Questions on the material:
• A. Echo the passage on the ketogenic diet and multiple sclerosis between "The Ketogenic Diet" and "limb, and pain.", inclusive.
• B. Proceed with the text on the ketogenic diet and multiple sclerosis from where it stops.

Passage:
****************

The Ketogenic Diet & Multiple Sclerosis
Multiple Sclerosis (MS) is a neurological disease caused by demyelination or breakdown of the myelin coating around the nerve cells (1). This is referred to as a neurodegeneration where the physical structure of the nerve is compromised, much like the coating around an electrical wire being chipped or stripped away. Common symptoms of MS are sensory symptoms in the extremities or face, unilateral visual loss, acute or subacute motor weakness of the muslces, diplopia (double vision), gait disturbance and balance problems, Lhermitte sign (electric shock-like sensations that run down the back and/or limbs upon flexion of the neck), vertigo, bladder problems, loss of control of a limb, and pain.

****************

Raw data:
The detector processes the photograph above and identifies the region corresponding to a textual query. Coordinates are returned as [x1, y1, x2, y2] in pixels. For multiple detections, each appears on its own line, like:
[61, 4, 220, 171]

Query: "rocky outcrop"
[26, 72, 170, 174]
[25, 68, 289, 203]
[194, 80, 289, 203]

****************

Per-task answers:
• A.
The Ketogenic Diet & Multiple Sclerosis
Multiple Sclerosis (MS) is a neurological disease caused by demyelination or breakdown of the myelin coating around the nerve cells (1). This is referred to as a neurodegeneration where the physical structure of the nerve is compromised, much like the coating around an electrical wire being chipped or stripped away. Common symptoms of MS are sensory symptoms in the extremities or face, unilateral visual loss, acute or subacute motor weakness of the muslces, diplopia (double vision), gait disturbance and balance problems, Lhermitte sign (electric shock-like sensations that run down the back and/or limbs upon flexion of the neck), vertigo, bladder problems, loss of control of a limb, and pain.

• B.
Initially, and for many years, the degeneration seen in multiple sclerosis (MS) was thought to occur because of an acute inflammatory attack on the cells by dis-regulated immune cells crossing the blood brain barrier. However, treatments focused on modulating the inflammatory attack seem to have no effect on the degeneration and demyelination. Thus, the actual definitive cause of this demyelination and neuro-degeneration has eluded us since 1868, when Jean-Martin Charcot first described it.
Recent studies point to evidence that this demyelation may be due to degeneration or breakdown of the nerve cell’s ability to use glucose as a primary fuel (2, 3). It is now theorized that MS may be due to a combination of degeneration and localized inflammation related to poor glucose uptake causing the demyelination which is seen in a number of MS cases (4, 5, 6).
With this dual concept in mind, ketogenic diets have demonstrated some promising results when used with neurological diseases including MS. Ketogenic diets have been used in the treatment of epilepsy since 500 B.C. and in the treatment of obesity since 1860. It is now becoming apparent that ketogenic diets may play a very significant role in the treatment of neurological disease because of two-fold effects that arise when ketones become the primary fuel for the body.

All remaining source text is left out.